Activity:
Word for word, restate the data that follows, omitting the images.

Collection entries

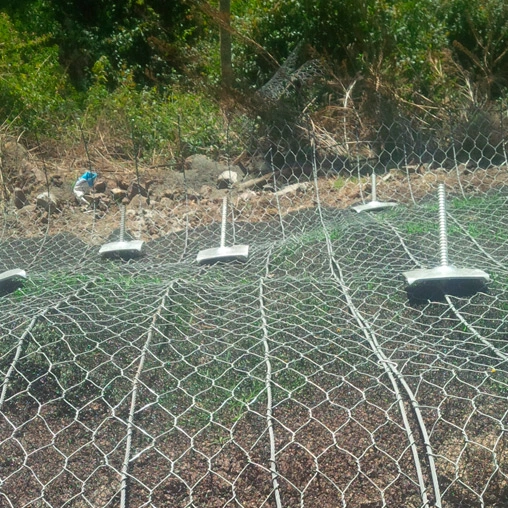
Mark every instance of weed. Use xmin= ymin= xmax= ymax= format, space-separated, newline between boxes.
xmin=333 ymin=176 xmax=348 ymax=190
xmin=404 ymin=222 xmax=437 ymax=235
xmin=451 ymin=195 xmax=506 ymax=210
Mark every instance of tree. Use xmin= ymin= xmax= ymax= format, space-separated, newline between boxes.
xmin=219 ymin=0 xmax=233 ymax=87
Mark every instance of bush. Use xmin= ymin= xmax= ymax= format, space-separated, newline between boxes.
xmin=84 ymin=65 xmax=227 ymax=159
xmin=0 ymin=12 xmax=76 ymax=132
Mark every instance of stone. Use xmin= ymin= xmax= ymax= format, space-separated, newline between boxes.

Response area:
Mark every instance of weed. Use xmin= ymin= xmax= ymax= format, space-separated, newline between boxes.
xmin=333 ymin=176 xmax=348 ymax=190
xmin=404 ymin=222 xmax=437 ymax=235
xmin=451 ymin=195 xmax=506 ymax=210
Mark every instance of tree. Use xmin= ymin= xmax= ymax= format, space-separated, newline between boxes.
xmin=219 ymin=0 xmax=233 ymax=87
Mark every instance of bush. Use xmin= ymin= xmax= ymax= format, space-separated, newline between boxes.
xmin=84 ymin=65 xmax=227 ymax=159
xmin=0 ymin=12 xmax=76 ymax=132
Mark every instance of stone. Use xmin= ymin= xmax= ymax= format, space-separated, newline between boxes.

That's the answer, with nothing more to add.